#### [What you are asked to do]
For every entry below, give it back exactly and leave out any image.

Top of Data listing

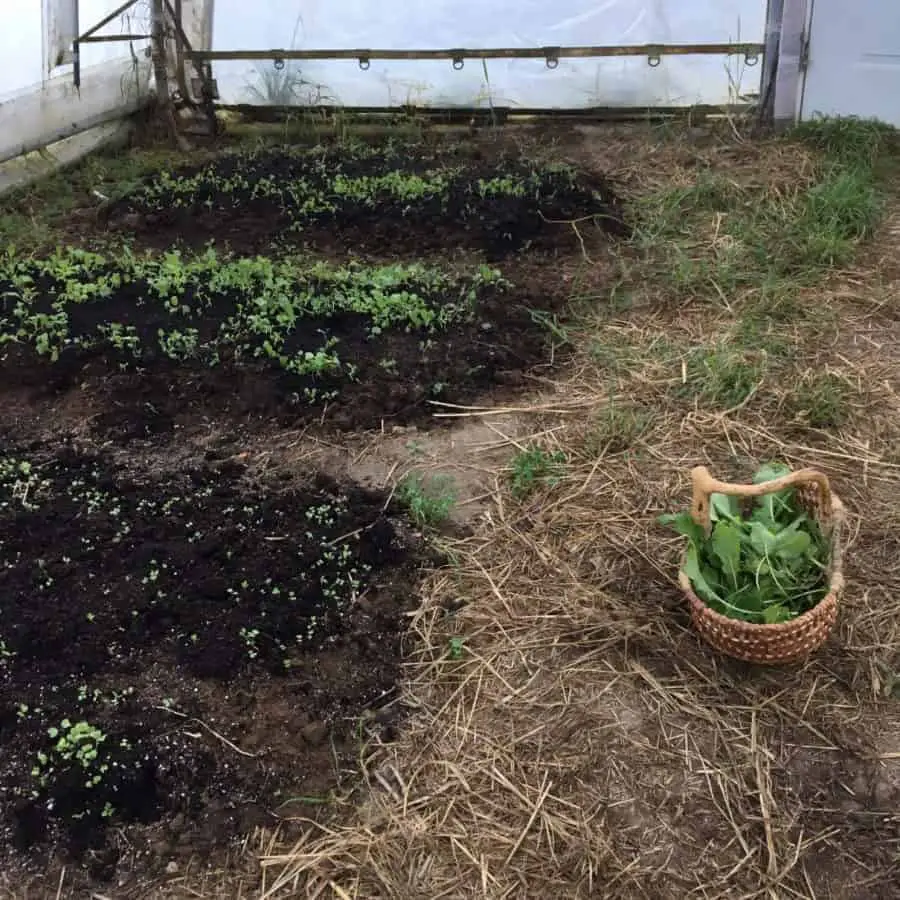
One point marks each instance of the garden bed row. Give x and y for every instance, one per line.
x=186, y=648
x=283, y=338
x=386, y=201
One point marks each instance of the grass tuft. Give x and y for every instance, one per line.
x=616, y=429
x=722, y=376
x=429, y=502
x=533, y=468
x=822, y=400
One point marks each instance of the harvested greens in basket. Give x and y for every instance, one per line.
x=765, y=559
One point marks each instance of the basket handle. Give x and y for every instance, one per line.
x=704, y=485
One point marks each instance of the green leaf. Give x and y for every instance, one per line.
x=791, y=544
x=776, y=613
x=696, y=577
x=761, y=539
x=721, y=506
x=726, y=545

Bottom of Data listing

#### [Worked solution]
One point marks each instance of the garden bed row. Give x and y for every instance, one per line.
x=186, y=648
x=283, y=338
x=386, y=201
One point marks each instance of the grass tuft. Give x and y for every instance, one per line.
x=616, y=429
x=722, y=376
x=429, y=502
x=533, y=468
x=822, y=400
One point marks each instance of the harvested greens in basket. Give x and y for every instance, one per line.
x=765, y=559
One point marks each instance of the basket handle. Give x and y for every instance, one per line.
x=704, y=485
One point marks each instance of the green leaf. Give x and y for every instance, one per line.
x=791, y=544
x=776, y=613
x=696, y=577
x=761, y=539
x=721, y=506
x=726, y=545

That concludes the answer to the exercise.